------ DOCUMENT SEGMENT

To import data into the RDS oracle database or export data from it, we need to consider the size of the data involved and use a appropriate technique. The Sql Developer tool which we use to connect to AWS RDS oracle instance, can be used for both export and import small volume of data like 20MB or so. But to import data of size in terabytes, we need to use oracle data pump.

Exporting Data Using SQL Developer

Step-1

After connecting to the AWS RDS Oracle DB, choose tools and Database Export.

Step-2

The next step asks for the type of export where we decide the export format.

Step-3

Next we decide on the DB objects to be exported.

Step-4

We can further decide on the name of the objects to be exported.

Step-5

We can further decide on the objects attributes to be exported.

Step-6

Finally we get the summary screen where we can revisit the objects we have choosen.

Clicking finish on the above step will export the DB into a file in choosen format.

Importing Data Using SQL Developer

Similar to the export steps above we can choose to import the db by using Database Copy command from the Tools menu option.

To connect to Amazon RDS Oracle DB we need a client software. In this case we use Sql Developer. Install it using the link .

------------
------ ITEMS

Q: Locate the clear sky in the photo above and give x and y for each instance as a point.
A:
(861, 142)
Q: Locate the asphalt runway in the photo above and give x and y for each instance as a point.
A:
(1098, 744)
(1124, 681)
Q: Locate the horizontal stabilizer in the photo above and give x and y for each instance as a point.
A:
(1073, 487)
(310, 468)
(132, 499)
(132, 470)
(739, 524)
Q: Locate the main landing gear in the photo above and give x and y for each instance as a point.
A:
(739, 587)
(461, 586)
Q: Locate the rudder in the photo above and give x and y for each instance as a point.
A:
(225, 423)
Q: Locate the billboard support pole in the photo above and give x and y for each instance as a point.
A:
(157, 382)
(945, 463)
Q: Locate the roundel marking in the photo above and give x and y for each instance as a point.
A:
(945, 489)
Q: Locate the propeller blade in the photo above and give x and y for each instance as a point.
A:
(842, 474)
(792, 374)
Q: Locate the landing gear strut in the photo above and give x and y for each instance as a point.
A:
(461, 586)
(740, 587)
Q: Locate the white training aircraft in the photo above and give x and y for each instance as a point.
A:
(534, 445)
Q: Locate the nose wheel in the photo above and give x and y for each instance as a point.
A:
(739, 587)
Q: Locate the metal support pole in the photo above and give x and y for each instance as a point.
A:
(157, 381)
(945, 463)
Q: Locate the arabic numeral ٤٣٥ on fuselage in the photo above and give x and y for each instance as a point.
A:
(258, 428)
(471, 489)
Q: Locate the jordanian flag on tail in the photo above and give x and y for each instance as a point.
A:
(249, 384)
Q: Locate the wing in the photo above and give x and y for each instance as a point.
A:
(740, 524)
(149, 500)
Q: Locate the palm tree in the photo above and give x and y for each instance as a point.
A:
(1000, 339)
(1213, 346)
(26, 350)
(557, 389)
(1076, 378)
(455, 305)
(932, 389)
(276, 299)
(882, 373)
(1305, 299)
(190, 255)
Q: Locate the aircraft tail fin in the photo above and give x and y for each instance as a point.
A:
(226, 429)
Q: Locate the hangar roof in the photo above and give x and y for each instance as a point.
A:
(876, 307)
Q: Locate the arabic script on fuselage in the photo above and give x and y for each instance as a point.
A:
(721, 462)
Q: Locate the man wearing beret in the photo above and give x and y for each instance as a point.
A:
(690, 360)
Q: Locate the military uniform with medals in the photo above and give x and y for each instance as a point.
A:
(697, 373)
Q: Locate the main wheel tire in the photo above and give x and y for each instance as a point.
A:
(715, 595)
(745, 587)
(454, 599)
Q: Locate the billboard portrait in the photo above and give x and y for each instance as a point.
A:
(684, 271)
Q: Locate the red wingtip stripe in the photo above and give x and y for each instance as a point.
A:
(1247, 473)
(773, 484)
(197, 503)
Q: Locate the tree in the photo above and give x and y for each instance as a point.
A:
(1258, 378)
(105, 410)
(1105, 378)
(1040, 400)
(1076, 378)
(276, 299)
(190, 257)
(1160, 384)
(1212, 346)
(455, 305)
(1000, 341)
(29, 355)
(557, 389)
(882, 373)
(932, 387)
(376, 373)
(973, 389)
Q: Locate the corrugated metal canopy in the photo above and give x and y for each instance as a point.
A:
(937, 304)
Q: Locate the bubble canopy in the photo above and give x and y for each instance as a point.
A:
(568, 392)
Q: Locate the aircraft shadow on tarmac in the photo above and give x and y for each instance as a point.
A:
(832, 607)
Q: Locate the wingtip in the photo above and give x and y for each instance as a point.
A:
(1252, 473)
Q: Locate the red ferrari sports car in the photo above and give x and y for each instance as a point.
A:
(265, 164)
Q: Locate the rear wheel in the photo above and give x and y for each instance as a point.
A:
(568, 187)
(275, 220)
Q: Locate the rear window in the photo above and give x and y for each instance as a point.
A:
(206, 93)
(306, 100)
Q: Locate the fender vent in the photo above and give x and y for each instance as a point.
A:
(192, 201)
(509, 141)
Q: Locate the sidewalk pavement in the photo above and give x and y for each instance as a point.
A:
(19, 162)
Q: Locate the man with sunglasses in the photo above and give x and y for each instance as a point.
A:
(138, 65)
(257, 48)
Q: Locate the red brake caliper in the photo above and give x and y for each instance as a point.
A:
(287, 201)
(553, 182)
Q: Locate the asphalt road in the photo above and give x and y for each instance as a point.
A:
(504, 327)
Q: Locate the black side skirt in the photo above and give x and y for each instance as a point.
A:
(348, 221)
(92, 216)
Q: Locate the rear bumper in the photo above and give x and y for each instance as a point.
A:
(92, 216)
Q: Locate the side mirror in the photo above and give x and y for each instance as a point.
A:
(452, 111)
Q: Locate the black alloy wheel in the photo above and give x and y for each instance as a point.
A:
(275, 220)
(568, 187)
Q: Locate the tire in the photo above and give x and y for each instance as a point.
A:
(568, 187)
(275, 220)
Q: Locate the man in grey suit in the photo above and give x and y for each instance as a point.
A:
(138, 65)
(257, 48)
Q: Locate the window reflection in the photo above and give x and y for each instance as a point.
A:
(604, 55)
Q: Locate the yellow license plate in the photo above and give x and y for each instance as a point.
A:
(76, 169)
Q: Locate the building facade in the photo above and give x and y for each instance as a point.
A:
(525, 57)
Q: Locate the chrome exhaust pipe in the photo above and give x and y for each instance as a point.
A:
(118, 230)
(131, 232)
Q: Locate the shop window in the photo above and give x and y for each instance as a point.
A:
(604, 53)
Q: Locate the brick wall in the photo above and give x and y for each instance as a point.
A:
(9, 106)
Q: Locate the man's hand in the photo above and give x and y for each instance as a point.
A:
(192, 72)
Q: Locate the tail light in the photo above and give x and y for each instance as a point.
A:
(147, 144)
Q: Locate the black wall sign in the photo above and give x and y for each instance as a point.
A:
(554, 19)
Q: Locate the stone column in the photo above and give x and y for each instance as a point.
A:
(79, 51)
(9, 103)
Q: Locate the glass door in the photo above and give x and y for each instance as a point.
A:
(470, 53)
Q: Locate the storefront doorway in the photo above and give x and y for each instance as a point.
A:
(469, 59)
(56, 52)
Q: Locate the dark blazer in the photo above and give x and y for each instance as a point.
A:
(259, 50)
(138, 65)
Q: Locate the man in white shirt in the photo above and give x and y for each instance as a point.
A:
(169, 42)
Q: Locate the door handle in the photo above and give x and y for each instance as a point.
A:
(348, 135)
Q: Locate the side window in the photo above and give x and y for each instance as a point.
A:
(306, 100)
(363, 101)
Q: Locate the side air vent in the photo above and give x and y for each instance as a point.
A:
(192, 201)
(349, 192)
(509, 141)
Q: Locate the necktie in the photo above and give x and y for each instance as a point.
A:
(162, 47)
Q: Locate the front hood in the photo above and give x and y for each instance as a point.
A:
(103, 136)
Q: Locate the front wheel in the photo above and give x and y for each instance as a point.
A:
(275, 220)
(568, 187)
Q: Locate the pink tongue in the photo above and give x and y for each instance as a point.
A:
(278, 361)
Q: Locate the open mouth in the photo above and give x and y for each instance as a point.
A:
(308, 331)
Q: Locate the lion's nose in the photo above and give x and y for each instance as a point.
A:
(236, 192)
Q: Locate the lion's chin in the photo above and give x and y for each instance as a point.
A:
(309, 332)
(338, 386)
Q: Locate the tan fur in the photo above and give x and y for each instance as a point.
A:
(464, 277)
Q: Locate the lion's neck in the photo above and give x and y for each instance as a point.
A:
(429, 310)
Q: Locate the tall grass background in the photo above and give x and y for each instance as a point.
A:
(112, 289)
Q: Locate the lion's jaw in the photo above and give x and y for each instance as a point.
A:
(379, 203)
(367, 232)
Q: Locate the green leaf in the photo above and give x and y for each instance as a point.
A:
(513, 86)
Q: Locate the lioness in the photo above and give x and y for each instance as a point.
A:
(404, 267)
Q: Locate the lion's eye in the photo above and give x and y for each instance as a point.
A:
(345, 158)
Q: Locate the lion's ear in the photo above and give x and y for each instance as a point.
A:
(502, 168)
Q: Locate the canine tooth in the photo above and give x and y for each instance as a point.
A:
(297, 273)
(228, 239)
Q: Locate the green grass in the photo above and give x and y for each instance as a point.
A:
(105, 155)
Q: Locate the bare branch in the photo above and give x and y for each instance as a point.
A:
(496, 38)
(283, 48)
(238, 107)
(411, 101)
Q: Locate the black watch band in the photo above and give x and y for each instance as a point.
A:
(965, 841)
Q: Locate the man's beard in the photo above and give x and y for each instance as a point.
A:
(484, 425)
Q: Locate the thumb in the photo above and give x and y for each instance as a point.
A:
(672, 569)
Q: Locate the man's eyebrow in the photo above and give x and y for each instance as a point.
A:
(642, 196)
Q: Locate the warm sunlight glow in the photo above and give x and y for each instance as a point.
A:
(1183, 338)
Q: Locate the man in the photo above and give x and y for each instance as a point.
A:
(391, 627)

------------

# REQUIRED WORK
**1)** In the RDS Oracle guide, which tool is needed to import data measured in terabytes?
**2)** Shorten the paragraph of the RDS Oracle guide that begins "To import data into the RDS oracle database" while keeping its main facts.
**3)** Write a continuation of the RDS Oracle guide that picks up after its final sentence.
None of the items matter for this work.

# ANSWERS GIVEN
**1)** Oracle Data Pump.

**2)** Pick a technique for moving data into or out of RDS Oracle according to its size. SQL Developer can handle exports and imports of small volumes (around 20MB), but terabyte-scale imports require Oracle Data Pump.

**3)**
After it is successfully installed we follow the steps below to connect it to the Amazon RDS.

Step-1

From the DB instance details get the end point.

Step-2

Use the end point and the master user credentials as the connection details.

Step-3

Once connected, we get the following window.

As a cloud platform AWS gives you very minimal number of steps to setup a DB in RDS. Creating a Oracle DB can be done in three ways. Using AWS management console, AWS CLI or AWS API. We will look at each of these approaches one by one.

Using AWS management Console

AWS management console is the most convenient way to get started with RDS. You login to the AWS console using your AWS account details, locate the RDS service and then follow the steps shown below to create a Oracle SQL DB instance.

Step-1

Select the Oracle db Engine form the console.

Step-2

Specify the required DB details.

Step-3

In this step you decide on the db instance class, amount of storage allocated also set the master password along with few other details.

Stpe—4

This is the final step when you mention the vpc and security settings, encryption, backup options and log export etc. For brevity the screen shot has been shortened showing only the important options.

Using CLI

To create a Oracle DB instance by using the AWS CLI, call the create-db-instance command with the parameters below.

aws rds create-db-instance
    --engine oracle-se1
    --db-instance-identifier mydbinstance
    --allocated-storage 20
    --db-instance-class db.m1.small
    --db-security-groups mydbsecuritygroup
    --db-subnet-group mydbsubnetgroup
    --master-username masterawsuser
    --master-user-password masteruserpassword
    --backup-retention-period 3

Using API

To create a Oracle DB instance by using the Amazon RDS API, we call the CreateDBInstance action with the parameters as shown below.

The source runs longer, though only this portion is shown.